Exercise passage:
☆ ☆ ☆

The Promise and Potential of "Fat Surgery" When Diets Fail



The oldest form of fat surgery is the most familiar, stomach stapling. In this well-established procedure, most of the stomach is sliced and then stapled shut.
After this form of fat surgery, only a small pouch of the stomach remains connected to the esophagus. The newly resized stomach can only hold half a cup of food.
Having a smaller stomach makes it easier to feel full. In fact, most people who have fat surgery feel full after eating the amount of food that you could put on a coffee saucer. It becomes impossible to eat more than two quarter-cup servings (about 50 grams altogether) of anything at a single meal. Weight loss naturally follows.
Stomach stapling is the oldest form of fat surgery, and you can probably find a physician in your area who has a lot of experience doing it. In fact, you should only consider physicians and hospitals who have performed at least 100 operations. You don't want your doctor's training to be performed on you.
Other procedures are little harder to arrange.
The newer form of stomach reduction, the Roux-en-Y gastric bypass, also makes the stomach surgically smaller. In this procedure, however, the stomach is not dissected and stapled shut.
Instead, after the stomach's size is reduced, it is reattached to the small intestine at a lower point.
Roux-en-Y fat surgery leaves a smaller stomach that fills more quickly. It also leaves a shorter length of intestine to absorb fats (and other nutrients) from the smaller amounts of food that are eaten.

☆ ☆ ☆

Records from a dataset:

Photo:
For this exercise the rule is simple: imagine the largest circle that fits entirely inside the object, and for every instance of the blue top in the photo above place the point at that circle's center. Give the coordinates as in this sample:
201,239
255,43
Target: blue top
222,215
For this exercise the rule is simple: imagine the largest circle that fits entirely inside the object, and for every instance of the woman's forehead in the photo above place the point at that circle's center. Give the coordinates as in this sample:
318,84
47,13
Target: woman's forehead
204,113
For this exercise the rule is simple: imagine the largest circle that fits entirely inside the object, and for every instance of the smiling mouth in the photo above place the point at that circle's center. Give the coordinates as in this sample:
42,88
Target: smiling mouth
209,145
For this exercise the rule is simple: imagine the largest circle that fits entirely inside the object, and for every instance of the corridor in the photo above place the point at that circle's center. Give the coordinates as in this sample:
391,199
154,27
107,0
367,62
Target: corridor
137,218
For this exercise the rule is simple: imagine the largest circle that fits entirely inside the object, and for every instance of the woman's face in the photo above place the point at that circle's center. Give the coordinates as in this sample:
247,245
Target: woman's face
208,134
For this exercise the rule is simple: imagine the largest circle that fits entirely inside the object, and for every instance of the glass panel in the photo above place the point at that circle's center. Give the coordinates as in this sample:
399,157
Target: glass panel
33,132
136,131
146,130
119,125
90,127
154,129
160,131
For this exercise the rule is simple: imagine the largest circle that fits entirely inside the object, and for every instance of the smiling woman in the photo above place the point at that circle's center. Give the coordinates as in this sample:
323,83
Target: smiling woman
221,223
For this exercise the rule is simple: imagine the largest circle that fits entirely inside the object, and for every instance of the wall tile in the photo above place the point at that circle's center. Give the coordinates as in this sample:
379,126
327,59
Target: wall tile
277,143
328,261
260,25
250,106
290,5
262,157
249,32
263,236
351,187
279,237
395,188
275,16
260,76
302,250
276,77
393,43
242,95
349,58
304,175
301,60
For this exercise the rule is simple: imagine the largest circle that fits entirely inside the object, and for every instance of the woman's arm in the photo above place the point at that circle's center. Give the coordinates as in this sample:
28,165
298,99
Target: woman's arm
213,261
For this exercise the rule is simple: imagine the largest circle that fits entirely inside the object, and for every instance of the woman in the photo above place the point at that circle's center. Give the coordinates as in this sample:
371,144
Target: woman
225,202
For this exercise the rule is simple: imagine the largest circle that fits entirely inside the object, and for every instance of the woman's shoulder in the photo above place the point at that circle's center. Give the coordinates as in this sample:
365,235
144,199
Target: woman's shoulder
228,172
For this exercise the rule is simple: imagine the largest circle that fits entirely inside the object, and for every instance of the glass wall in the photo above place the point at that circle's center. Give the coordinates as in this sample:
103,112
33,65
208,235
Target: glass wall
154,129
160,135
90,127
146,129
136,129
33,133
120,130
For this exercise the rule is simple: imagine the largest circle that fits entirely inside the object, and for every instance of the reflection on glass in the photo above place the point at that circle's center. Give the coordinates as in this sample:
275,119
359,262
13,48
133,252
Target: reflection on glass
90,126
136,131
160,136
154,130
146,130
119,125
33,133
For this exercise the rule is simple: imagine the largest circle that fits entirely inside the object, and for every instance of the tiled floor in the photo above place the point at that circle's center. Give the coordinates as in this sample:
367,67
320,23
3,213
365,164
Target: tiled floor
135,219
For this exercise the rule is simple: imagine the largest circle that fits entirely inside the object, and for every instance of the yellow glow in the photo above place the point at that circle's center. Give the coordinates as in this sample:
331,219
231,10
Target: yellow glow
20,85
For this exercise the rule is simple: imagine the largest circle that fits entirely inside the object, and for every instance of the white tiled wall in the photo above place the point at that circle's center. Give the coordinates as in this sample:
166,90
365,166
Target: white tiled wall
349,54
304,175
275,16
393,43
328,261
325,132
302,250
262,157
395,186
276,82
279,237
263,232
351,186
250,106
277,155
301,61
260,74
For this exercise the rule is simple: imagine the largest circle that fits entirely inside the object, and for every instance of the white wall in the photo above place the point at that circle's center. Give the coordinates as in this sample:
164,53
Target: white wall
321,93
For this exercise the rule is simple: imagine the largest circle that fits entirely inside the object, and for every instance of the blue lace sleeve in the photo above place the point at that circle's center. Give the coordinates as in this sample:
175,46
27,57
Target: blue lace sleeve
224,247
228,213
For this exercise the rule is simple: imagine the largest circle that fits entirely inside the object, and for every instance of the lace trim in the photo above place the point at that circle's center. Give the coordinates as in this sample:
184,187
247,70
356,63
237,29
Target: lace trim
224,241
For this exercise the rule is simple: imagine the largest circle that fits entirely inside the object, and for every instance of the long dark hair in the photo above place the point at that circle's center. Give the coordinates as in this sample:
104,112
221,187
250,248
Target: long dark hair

☆ ☆ ☆

Instructions:
1. According to the article on fat surgery, why should a patient consider only physicians and hospitals that have performed at least 100 operations? Answer in one to three sentences.
2. Answer these questions from the article on fat surgery, one line each:
(a) How much food can the stomach hold after stapling?
(b) In the Roux-en-Y gastric bypass, what is the reduced stomach reattached to?
(c) Roughly how many grams do two quarter-cup servings come to?
3. Print the part of the article on fat surgery from "After this form" to "loss naturally follows.".

Task answers:
1. The article says a patient should not want the doctor's training to be performed on them. Choosing surgeons and hospitals with at least 100 operations means the doctor is already experienced and not still learning on that patient.

2.
(a) Half a cup of food.
(b) The small intestine, at a lower point.
(c) About 50 grams altogether.

3.
After this form of fat surgery, only a small pouch of the stomach remains connected to the esophagus. The newly resized stomach can only hold half a cup of food.
Having a smaller stomach makes it easier to feel full. In fact, most people who have fat surgery feel full after eating the amount of food that you could put on a coffee saucer. It becomes impossible to eat more than two quarter-cup servings (about 50 grams altogether) of anything at a single meal. Weight loss naturally follows.